**STORED ROWS**:
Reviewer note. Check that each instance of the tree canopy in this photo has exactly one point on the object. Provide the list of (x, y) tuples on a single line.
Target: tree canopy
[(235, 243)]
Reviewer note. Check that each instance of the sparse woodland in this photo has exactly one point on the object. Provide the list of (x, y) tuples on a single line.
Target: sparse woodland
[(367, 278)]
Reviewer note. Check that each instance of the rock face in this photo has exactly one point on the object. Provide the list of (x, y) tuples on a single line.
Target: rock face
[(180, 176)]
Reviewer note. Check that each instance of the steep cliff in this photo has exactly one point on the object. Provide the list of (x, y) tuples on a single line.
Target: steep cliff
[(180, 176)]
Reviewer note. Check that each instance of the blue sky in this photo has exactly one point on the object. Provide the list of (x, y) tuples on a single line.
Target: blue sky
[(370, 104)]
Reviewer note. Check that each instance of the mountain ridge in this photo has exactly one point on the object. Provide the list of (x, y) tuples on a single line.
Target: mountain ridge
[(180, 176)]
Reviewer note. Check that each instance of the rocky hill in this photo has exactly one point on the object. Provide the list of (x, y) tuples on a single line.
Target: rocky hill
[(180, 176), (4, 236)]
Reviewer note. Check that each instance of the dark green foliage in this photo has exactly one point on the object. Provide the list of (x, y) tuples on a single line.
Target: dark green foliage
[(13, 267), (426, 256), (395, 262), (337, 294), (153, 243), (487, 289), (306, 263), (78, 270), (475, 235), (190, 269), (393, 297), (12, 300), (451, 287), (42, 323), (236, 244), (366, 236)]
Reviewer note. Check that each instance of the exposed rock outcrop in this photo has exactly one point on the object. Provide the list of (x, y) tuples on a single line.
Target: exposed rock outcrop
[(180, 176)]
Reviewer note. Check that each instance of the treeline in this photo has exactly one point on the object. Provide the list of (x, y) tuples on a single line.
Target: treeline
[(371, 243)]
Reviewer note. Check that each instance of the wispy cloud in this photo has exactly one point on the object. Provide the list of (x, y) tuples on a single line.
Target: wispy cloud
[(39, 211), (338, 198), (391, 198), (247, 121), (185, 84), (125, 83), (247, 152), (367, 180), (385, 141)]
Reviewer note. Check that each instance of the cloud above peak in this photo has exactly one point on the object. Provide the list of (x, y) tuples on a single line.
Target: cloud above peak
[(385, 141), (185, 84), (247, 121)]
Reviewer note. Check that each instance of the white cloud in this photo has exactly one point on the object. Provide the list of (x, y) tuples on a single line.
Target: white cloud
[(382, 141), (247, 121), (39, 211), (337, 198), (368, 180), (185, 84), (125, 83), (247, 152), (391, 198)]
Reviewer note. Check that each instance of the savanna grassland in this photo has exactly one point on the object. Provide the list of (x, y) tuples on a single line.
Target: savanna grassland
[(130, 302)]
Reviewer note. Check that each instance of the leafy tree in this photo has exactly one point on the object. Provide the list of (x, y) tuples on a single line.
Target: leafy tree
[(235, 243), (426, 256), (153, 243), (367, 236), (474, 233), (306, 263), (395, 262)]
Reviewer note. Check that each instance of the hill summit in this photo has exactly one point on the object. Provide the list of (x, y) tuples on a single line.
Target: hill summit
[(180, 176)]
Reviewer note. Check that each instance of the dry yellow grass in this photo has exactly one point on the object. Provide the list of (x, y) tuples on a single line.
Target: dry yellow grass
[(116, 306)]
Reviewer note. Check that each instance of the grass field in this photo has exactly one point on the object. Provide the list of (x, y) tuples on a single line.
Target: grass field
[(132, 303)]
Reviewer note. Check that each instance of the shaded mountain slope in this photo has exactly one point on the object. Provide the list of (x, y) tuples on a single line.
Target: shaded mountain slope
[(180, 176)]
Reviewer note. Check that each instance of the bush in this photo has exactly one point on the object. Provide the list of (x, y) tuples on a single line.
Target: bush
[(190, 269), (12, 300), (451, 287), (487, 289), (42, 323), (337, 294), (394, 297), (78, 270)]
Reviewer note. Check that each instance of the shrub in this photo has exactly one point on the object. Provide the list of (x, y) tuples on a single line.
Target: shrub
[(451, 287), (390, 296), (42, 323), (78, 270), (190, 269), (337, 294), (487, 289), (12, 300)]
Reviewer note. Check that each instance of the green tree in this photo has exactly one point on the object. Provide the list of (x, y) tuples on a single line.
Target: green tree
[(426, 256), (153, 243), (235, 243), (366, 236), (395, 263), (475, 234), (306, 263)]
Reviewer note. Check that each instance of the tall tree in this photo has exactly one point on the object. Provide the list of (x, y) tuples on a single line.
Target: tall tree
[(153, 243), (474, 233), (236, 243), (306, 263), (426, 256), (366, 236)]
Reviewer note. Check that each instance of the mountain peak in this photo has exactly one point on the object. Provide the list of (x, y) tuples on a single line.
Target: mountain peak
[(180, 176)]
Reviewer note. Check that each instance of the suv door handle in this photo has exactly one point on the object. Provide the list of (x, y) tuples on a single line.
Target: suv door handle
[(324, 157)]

**YOUR INSTRUCTIONS**: Quote the entire listing above exactly.

**SOLUTION TO THIS EXERCISE**:
Reviewer note. Check that each instance of the tree canopy in this photo has exactly one point on the object. Provide the list of (x, y) tuples on a single line.
Target: tree canopy
[(235, 243)]
Reviewer note. Check that each instance of the sparse woodland in this photo has exactly one point on the object. Provide the list of (x, y) tuples on a single line.
Target: sparse woodland
[(367, 278)]
Reviewer note. Check that each instance of the rock face in this photo has exactly one point on the object. Provide the list of (x, y) tuples on a single line.
Target: rock face
[(180, 176)]
Reviewer note. Check that each instance of the steep cliff in this photo has exactly one point on the object. Provide the list of (x, y) tuples on a single line.
Target: steep cliff
[(180, 176)]
Reviewer note. Check that each instance of the blue sky in this photo has exactly one point on the object. Provide the list of (x, y) tuples on a single line.
Target: blue sky
[(370, 104)]
Reviewer note. Check that each instance of the mountain ridge in this photo has exactly one point on the object. Provide the list of (x, y) tuples on a single line.
Target: mountain ridge
[(180, 176)]
Reviewer note. Check that each instance of the rocky hill in this photo has exactly one point on the object. Provide the list of (x, y) tuples on a single line.
Target: rocky hill
[(180, 176), (4, 236)]
Reviewer note. Check that each instance of the dark green foliage in this photo has exactly one point on the object. Provide the list of (x, y) tuples on a single line.
Target: dark green foliage
[(13, 267), (426, 256), (395, 262), (337, 294), (153, 243), (487, 289), (306, 263), (78, 270), (475, 235), (190, 269), (393, 297), (12, 300), (451, 287), (42, 323), (236, 244), (366, 236)]
Reviewer note. Check that each instance of the exposed rock outcrop in this photo has exactly one point on the object. Provide the list of (x, y) tuples on a single line.
Target: exposed rock outcrop
[(180, 176)]
Reviewer note. Check that each instance of the treeline in this photo has exactly one point on the object. Provide the list of (x, y) tuples on a single line.
Target: treeline
[(371, 243)]
Reviewer note. Check that each instance of the wispy cloud in this photo has exactly one point on the object. Provide the list of (x, y) tuples on a single line.
Target: wispy cloud
[(39, 211), (338, 198), (391, 198), (247, 121), (185, 84), (125, 83), (247, 152), (367, 180), (385, 141)]
Reviewer note. Check that each instance of the cloud above peak in this photo has exactly one point on the object. Provide the list of (x, y) tuples on a single line.
Target: cloud above peak
[(385, 141), (185, 84), (247, 121)]
Reviewer note. Check that each instance of the white cloud in this photo has exactly one point on the object. Provide the list of (x, y) tuples on a single line.
Target: white cloud
[(382, 141), (247, 121), (39, 211), (337, 198), (368, 180), (185, 84), (125, 83), (247, 152), (391, 198)]
Reviewer note. Check that each instance of the savanna grassland in this photo has exactly one point on the object. Provide the list of (x, y) tuples on a single line.
Target: savanna grassland
[(130, 302)]
Reviewer note. Check that each instance of the leafy tree in this photo has exactly one point on the object. Provide the list of (x, y) tuples on a single line.
Target: leafy tree
[(235, 243), (426, 256), (153, 243), (367, 236), (474, 233), (306, 263), (395, 262)]
Reviewer note. Check that each instance of the hill summit in this photo has exactly one point on the object. Provide the list of (x, y) tuples on a single line.
Target: hill summit
[(180, 176)]
Reviewer note. Check that each instance of the dry yellow grass in this photo has exactly one point on the object. Provide the list of (x, y) tuples on a single line.
Target: dry yellow grass
[(116, 306)]
Reviewer note. Check that each instance of the grass field in this photo has exactly one point on the object. Provide the list of (x, y) tuples on a single line.
Target: grass field
[(132, 303)]
Reviewer note. Check that each instance of the shaded mountain slope in this photo has exactly one point on the object. Provide the list of (x, y) tuples on a single line.
Target: shaded mountain slope
[(180, 176)]
Reviewer note. Check that each instance of the bush in this photo has exactly one point on the object. Provide the list of (x, y) tuples on a single line.
Target: bush
[(190, 269), (12, 300), (451, 287), (487, 289), (42, 323), (337, 294), (394, 297), (78, 270)]
Reviewer note. Check that each instance of the shrub in this photo has exactly one point on the object. Provide the list of (x, y) tuples on a single line.
Target: shrub
[(451, 287), (390, 296), (42, 323), (78, 270), (190, 269), (337, 294), (487, 289), (12, 300)]
Reviewer note. Check that each instance of the green tree in this photo has exactly one point on the object. Provide the list of (x, y) tuples on a single line.
Target: green tree
[(426, 256), (153, 243), (235, 243), (366, 236), (395, 263), (475, 234), (306, 263)]
Reviewer note. Check that each instance of the tall tree in this photo has exactly one point on the object. Provide the list of (x, y) tuples on a single line.
Target: tall tree
[(153, 243), (474, 233), (236, 243), (306, 263), (426, 256), (366, 236)]
Reviewer note. Check that each instance of the mountain peak in this photo has exactly one point on the object. Provide the list of (x, y) tuples on a single line.
Target: mountain peak
[(180, 176)]
Reviewer note. Check that each instance of the suv door handle in this photo has exactly one point on the object. Provide the list of (x, y) tuples on a single line.
Target: suv door handle
[(324, 157)]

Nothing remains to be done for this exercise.